### Task set:
**A.** Reproduce word for word the part of the passage on stress CMR limitations that begins at the words "Due to the high" and stops after the words "higher resolution imaging.".
**B.** According to the passage on stress CMR limitations, what is the artifact called that can look like a thin subendocardial area of ischaemia?
**C.** Pick up the passage on stress CMR limitations after its last sentence and write a continuation of it.

### Given passage:

Stress CMR cannot be performed on all patients due to the relative or absolute contraindications listed below, this is a problem, especially in patients who either have a pacemaker or severe renal failure.

The acquisition of the images is very sensitive to the rhythm of the heart and scans of patients with atrial fibrillation, bigeminy or trigeminy will sometimes be of low quality and may not be interpretable.

Due to the high contrast between the blood pool and the myocardium it is common to get what looks like a thin subendocardial area of ischaemia called the Gibbs artifact, this however, is less common with newer technology allowing higher resolution imaging.

In patients who have had a previous myocardial infarction or previous coronary artery bypass surgery, the images may be very difficult to interpret and in such cases, the analysis of the scans is performed with the complement of another imaging modality (such as coronary angiography).

### Dataset records:
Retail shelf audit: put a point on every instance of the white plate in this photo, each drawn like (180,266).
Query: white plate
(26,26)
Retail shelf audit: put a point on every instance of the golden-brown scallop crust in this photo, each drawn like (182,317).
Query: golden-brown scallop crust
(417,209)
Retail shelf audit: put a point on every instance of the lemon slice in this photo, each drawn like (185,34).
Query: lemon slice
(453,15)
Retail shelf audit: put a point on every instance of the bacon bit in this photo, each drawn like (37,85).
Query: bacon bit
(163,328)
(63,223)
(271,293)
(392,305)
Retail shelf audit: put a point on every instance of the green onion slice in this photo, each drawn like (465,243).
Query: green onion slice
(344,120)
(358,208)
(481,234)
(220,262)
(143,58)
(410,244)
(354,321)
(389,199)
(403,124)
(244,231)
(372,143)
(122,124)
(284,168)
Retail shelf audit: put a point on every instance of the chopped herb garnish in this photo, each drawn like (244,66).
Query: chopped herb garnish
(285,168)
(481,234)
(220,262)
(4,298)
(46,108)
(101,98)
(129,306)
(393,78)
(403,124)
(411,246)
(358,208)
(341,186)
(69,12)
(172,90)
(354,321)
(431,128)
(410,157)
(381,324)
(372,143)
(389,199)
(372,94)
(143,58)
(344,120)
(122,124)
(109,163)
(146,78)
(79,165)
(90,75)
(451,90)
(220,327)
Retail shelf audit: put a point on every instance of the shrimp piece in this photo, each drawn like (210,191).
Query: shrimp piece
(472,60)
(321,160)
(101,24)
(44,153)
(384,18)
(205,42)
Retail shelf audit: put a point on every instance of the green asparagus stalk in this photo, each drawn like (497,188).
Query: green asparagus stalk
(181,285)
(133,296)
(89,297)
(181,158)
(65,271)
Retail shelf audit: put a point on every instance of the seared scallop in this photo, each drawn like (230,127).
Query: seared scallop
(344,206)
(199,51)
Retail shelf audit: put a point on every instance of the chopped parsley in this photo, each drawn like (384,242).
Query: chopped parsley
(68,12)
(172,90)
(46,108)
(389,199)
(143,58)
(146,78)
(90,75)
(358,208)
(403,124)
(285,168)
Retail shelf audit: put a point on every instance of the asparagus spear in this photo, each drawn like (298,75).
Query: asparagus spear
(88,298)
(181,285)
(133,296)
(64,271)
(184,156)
--
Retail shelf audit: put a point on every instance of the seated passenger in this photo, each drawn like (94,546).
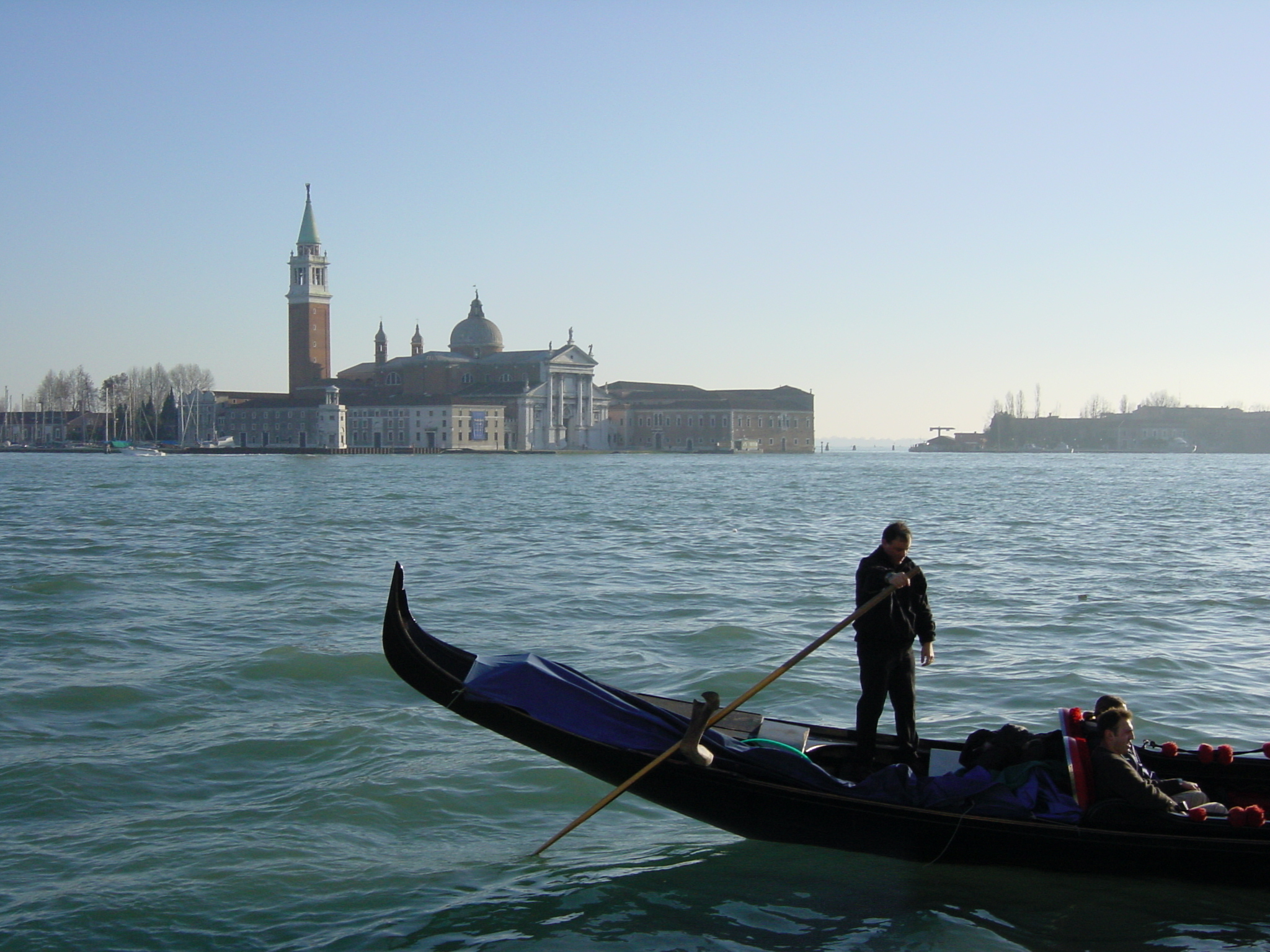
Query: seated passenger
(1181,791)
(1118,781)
==
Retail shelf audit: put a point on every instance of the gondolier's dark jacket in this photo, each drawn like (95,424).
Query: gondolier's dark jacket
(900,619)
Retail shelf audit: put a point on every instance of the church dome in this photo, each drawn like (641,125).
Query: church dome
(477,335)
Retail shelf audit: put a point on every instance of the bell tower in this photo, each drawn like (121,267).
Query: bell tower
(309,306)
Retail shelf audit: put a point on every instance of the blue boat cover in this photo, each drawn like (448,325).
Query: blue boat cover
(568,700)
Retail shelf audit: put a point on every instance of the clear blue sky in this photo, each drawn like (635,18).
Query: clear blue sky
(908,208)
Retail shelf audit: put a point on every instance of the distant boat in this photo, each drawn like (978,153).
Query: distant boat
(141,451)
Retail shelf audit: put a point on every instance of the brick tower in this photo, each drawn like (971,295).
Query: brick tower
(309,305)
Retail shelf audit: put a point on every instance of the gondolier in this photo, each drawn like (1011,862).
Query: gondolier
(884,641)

### Results of the tasks:
**A.**
Due to the high contrast between the blood pool and the myocardium it is common to get what looks like a thin subendocardial area of ischaemia called the Gibbs artifact, this however, is less common with newer technology allowing higher resolution imaging.

**B.** The Gibbs artifact.

**C.**
==Safety==

It is a non-invasive test as is generally regarded as safe however, there are some patients for whom this is contraindicated and there are a number of potential complications:

===Contraindications===
Contraindications are as follows:
- Any patient who has a contraindication to MRI scanning, especially those with pacemakers
- Patients with severe asthma, as Adenosine may provoke an attack
- Patients with severe renal dysfunction, as the Gadolinium contrast agent poses a very small risk of causing Nephrogenic Systemic Fibrosis (NSF) and is therefore contraindicated when the eGFR is less than 30.
- Patients who have heart block on their ECG before the test, as the Adenosine may make this worse.
- Patients with severe claustrophobia as the MRI scanner is enclosed

===Adverse events===
It is common for the patient to get a number of mild symptoms when they are given the Adenosine infusion, such as feeling hot and sweaty, short of breath, nauseous and noticing that their heart is beating faster. These, if they occur, resolve rapidly (normally within 60 seconds) after the Adensoine infusion has stopped.

There are a number of more serious and much less common side effects, including transient heart block, bronchoconstriction and a 1 in 10,000 risk of anaphylaxis caused by the gadolinium contrast agent. These can invariably be successfully treated with no long term side effects.

Adenosine infusion is associated with some very rare but very serious side effects, including acute pulmonary oedema and cardiac arrest (occurring in ≈1 in 1000 patients).